[Point annotation dataset records]
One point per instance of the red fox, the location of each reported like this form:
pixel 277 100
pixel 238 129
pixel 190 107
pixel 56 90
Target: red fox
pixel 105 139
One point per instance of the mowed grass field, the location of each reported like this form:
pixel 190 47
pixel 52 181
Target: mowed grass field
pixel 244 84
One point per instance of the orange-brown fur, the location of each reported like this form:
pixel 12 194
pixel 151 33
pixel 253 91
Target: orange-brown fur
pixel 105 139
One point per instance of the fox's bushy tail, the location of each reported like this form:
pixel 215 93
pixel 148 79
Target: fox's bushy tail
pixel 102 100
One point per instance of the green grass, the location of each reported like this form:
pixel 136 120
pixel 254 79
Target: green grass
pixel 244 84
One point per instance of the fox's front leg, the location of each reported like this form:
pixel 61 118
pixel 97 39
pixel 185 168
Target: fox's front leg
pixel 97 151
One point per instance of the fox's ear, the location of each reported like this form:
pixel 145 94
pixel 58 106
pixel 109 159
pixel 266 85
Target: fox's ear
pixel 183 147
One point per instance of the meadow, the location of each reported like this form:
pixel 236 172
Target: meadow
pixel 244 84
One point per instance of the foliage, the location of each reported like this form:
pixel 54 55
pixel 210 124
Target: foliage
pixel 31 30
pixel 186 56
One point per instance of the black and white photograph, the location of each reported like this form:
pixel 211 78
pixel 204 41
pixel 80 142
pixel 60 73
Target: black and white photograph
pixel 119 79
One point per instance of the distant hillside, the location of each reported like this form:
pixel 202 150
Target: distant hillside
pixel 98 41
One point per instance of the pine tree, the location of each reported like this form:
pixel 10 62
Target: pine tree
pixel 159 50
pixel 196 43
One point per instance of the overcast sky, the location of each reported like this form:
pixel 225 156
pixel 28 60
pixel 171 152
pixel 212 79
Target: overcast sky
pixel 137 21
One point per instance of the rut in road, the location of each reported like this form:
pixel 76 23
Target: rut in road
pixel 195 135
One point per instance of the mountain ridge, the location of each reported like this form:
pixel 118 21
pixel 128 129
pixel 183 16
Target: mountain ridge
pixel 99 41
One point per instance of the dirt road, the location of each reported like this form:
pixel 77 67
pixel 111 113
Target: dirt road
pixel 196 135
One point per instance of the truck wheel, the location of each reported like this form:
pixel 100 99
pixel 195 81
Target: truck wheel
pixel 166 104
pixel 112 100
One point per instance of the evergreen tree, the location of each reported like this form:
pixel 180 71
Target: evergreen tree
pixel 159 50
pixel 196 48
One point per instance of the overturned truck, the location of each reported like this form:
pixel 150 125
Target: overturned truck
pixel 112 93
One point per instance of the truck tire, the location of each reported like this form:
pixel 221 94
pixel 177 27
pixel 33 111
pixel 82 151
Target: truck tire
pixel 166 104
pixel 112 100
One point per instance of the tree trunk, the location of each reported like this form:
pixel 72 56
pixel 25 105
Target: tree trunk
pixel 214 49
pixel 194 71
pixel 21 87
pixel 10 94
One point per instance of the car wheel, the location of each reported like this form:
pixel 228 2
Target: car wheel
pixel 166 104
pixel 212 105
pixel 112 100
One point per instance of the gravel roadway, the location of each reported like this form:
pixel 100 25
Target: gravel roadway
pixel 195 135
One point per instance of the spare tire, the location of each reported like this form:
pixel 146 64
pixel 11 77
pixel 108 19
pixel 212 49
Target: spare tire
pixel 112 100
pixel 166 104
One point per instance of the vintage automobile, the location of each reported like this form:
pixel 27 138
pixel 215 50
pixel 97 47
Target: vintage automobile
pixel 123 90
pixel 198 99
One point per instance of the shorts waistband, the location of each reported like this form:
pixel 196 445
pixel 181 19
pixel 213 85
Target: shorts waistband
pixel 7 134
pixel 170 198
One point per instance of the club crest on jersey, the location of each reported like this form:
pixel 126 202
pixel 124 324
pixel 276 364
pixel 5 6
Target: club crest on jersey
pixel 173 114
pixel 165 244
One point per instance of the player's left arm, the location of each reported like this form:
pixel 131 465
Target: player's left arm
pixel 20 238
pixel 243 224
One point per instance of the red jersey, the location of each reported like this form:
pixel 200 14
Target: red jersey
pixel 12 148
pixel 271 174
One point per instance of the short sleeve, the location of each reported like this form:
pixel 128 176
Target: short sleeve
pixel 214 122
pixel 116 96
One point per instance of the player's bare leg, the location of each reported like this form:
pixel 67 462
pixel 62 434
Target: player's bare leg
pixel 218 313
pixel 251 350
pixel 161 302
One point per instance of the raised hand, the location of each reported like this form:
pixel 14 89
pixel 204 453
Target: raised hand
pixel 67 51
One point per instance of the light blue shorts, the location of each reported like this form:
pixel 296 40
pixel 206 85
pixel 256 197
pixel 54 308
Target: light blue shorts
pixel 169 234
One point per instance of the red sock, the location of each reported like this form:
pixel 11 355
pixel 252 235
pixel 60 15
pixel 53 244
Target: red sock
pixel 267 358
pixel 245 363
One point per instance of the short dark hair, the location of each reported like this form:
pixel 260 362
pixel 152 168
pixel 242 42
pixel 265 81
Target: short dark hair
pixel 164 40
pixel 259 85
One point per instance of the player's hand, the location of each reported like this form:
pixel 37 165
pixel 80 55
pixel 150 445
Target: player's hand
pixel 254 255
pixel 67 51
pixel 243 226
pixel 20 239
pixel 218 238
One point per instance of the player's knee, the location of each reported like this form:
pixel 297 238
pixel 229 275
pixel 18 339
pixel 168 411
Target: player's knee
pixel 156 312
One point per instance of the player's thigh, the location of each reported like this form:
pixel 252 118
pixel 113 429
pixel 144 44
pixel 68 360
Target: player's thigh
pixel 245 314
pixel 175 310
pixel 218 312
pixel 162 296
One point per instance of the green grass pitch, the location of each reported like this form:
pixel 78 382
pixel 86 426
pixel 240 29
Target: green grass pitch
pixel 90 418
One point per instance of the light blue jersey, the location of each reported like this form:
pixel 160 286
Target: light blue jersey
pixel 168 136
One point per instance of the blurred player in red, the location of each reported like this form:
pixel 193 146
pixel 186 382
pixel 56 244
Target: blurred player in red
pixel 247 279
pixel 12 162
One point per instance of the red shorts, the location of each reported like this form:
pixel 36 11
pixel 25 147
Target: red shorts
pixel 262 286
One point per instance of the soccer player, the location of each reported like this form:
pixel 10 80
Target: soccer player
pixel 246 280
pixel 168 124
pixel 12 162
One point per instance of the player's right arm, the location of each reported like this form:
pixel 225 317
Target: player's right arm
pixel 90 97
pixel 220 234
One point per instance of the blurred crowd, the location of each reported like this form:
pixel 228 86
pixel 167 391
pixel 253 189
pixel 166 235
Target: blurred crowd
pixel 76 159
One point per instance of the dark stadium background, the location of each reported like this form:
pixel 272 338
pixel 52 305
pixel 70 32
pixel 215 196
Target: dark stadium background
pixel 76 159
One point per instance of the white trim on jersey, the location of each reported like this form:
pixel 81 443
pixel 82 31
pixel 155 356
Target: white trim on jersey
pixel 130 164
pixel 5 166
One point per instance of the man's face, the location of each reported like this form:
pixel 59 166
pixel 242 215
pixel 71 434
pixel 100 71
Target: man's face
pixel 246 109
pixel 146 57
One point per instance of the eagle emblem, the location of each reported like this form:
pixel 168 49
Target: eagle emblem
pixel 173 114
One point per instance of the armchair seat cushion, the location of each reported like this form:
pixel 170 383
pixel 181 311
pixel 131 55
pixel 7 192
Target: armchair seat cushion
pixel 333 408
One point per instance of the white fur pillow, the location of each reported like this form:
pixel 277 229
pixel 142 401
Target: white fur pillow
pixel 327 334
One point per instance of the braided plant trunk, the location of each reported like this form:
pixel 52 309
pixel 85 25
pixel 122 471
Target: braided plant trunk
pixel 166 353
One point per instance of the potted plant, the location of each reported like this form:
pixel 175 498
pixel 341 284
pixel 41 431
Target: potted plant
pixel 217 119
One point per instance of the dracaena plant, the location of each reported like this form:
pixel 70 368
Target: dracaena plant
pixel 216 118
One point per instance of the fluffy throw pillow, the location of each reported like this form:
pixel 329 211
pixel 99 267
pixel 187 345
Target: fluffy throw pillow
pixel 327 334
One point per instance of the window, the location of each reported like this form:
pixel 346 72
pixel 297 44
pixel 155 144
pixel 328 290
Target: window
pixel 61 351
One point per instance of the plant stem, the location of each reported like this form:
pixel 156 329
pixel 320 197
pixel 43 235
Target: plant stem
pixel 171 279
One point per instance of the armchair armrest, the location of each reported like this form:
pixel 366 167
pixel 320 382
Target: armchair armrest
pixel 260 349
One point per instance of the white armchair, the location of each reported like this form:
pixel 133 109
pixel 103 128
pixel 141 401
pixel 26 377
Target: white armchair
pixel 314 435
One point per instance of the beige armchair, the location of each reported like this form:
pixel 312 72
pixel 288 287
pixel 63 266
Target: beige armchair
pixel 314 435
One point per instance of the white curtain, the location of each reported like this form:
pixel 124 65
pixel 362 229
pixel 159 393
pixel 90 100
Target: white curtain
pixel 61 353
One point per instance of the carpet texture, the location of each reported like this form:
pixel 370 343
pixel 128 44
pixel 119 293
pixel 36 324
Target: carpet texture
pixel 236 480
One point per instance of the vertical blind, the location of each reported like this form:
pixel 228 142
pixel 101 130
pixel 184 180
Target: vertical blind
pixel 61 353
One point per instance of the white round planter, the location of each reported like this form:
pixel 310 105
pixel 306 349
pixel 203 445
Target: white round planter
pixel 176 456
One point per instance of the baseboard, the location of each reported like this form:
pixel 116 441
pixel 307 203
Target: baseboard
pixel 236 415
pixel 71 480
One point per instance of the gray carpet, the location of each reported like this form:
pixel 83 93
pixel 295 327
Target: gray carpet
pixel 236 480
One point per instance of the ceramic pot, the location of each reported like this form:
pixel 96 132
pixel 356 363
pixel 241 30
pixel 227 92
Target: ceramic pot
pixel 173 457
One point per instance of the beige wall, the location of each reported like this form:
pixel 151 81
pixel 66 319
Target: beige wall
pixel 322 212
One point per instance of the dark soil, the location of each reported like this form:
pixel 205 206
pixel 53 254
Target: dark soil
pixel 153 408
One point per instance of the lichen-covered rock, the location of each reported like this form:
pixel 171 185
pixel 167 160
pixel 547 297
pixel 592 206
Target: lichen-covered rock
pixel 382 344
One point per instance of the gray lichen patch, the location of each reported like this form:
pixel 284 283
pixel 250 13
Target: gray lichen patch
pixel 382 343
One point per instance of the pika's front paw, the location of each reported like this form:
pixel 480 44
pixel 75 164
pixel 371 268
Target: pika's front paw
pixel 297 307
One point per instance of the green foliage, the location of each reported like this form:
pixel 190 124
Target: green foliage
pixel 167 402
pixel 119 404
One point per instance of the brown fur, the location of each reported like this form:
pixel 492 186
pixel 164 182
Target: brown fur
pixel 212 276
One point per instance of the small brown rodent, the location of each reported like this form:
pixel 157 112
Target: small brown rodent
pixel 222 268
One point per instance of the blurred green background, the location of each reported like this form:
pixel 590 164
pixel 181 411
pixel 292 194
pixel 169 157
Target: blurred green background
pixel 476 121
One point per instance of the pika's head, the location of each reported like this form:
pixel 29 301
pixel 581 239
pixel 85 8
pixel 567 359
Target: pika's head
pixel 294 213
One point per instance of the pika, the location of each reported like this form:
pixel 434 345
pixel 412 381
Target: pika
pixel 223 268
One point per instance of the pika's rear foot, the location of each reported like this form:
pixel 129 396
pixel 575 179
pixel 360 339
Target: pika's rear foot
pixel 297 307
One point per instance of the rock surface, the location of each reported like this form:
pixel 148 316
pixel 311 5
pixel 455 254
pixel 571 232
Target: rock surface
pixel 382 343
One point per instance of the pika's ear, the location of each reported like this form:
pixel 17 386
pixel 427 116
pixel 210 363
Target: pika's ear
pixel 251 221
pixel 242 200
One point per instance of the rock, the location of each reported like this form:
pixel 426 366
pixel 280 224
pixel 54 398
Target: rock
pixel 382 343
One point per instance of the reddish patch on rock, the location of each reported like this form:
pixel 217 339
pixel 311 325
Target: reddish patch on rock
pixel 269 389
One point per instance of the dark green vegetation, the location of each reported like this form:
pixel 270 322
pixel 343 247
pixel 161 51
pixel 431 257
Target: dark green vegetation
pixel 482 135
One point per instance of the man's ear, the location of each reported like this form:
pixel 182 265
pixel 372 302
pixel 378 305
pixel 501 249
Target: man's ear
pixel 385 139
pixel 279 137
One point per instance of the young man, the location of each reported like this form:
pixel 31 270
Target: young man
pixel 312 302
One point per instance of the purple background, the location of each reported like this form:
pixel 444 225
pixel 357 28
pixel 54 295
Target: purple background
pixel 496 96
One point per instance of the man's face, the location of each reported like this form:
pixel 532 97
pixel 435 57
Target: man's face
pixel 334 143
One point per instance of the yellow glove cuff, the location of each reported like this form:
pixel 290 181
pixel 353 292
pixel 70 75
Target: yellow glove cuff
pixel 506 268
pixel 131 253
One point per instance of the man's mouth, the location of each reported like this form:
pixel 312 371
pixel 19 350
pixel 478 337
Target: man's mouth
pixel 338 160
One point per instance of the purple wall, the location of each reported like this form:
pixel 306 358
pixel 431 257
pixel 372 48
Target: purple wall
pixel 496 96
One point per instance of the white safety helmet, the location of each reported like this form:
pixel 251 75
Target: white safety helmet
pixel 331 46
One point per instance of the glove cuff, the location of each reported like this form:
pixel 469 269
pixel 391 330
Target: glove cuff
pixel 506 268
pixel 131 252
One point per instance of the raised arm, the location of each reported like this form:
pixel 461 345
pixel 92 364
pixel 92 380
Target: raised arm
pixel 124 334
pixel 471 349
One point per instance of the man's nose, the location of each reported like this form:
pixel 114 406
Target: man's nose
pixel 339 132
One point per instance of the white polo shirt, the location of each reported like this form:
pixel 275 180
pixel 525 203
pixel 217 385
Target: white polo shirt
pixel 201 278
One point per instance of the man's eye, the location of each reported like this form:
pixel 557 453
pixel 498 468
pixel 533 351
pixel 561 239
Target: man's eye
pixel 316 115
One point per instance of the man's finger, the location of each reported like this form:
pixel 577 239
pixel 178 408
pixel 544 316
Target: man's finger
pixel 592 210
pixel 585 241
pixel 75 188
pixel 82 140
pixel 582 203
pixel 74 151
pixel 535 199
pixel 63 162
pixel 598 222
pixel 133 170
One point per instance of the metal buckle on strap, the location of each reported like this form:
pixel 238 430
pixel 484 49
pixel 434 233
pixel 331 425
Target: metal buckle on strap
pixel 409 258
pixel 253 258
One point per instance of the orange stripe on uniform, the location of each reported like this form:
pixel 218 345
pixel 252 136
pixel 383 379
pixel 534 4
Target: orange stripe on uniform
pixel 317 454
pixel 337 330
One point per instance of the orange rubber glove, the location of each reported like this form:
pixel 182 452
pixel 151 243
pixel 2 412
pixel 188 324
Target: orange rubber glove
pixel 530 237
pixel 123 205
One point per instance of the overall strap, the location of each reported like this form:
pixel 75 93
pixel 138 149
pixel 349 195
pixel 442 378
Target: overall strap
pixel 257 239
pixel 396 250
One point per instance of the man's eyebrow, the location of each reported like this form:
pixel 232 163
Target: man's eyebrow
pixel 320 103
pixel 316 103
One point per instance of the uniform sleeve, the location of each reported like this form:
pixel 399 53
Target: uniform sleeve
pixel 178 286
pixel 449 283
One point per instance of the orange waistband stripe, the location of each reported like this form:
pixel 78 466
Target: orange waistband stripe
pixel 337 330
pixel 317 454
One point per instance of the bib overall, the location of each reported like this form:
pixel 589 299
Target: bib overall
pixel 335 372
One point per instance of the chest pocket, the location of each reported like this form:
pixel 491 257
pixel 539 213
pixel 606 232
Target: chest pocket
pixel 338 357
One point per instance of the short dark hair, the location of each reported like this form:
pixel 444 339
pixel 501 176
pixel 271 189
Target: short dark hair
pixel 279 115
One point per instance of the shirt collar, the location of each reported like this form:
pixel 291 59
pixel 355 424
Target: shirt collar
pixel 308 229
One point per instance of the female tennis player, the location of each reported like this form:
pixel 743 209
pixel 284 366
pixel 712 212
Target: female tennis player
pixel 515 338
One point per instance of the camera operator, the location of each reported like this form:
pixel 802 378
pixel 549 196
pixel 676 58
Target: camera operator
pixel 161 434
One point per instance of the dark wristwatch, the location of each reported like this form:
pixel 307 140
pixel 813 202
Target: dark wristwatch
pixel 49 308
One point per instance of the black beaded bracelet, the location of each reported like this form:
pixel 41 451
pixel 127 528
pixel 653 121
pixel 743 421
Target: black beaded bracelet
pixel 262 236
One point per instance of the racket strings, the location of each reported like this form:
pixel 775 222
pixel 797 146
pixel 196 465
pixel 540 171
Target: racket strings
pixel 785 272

• Given task:
Give back, exactly as written, the lines from the one with "One point per instance of the man's eyebrow, the" to the last line.

• Solution to the exercise:
One point per instance of the man's eyebrow, the location of each reported like this form:
pixel 232 163
Target: man's eyebrow
pixel 320 103
pixel 316 103
One point per instance of the uniform sleeve, the location of each reported like this form:
pixel 399 53
Target: uniform sleeve
pixel 178 286
pixel 449 283
One point per instance of the orange waistband stripe, the location of each reported like this form:
pixel 78 466
Target: orange waistband stripe
pixel 337 330
pixel 317 454
One point per instance of the bib overall, the location of each reported like this form:
pixel 589 299
Target: bib overall
pixel 335 372
One point per instance of the chest pocket, the location of each reported like this form:
pixel 491 257
pixel 539 213
pixel 606 232
Target: chest pocket
pixel 338 357
One point per instance of the short dark hair, the location of each reported like this form:
pixel 444 339
pixel 501 176
pixel 271 189
Target: short dark hair
pixel 279 115
One point per instance of the shirt collar, the location of each reported like this form:
pixel 291 59
pixel 355 424
Target: shirt collar
pixel 308 229
One point per instance of the female tennis player, the location of each reported like this form:
pixel 743 209
pixel 284 366
pixel 712 212
Target: female tennis player
pixel 515 338
One point per instance of the camera operator, the location of each reported like this form:
pixel 802 378
pixel 549 196
pixel 676 58
Target: camera operator
pixel 161 434
One point per instance of the dark wristwatch, the location of each reported like this form:
pixel 307 140
pixel 813 202
Target: dark wristwatch
pixel 49 308
One point per instance of the black beaded bracelet, the location of each reported like this form:
pixel 41 451
pixel 127 528
pixel 653 121
pixel 743 421
Target: black beaded bracelet
pixel 262 236
One point per instance of the racket strings, the location of each reported like this form:
pixel 775 222
pixel 797 146
pixel 196 465
pixel 540 171
Target: racket strings
pixel 785 272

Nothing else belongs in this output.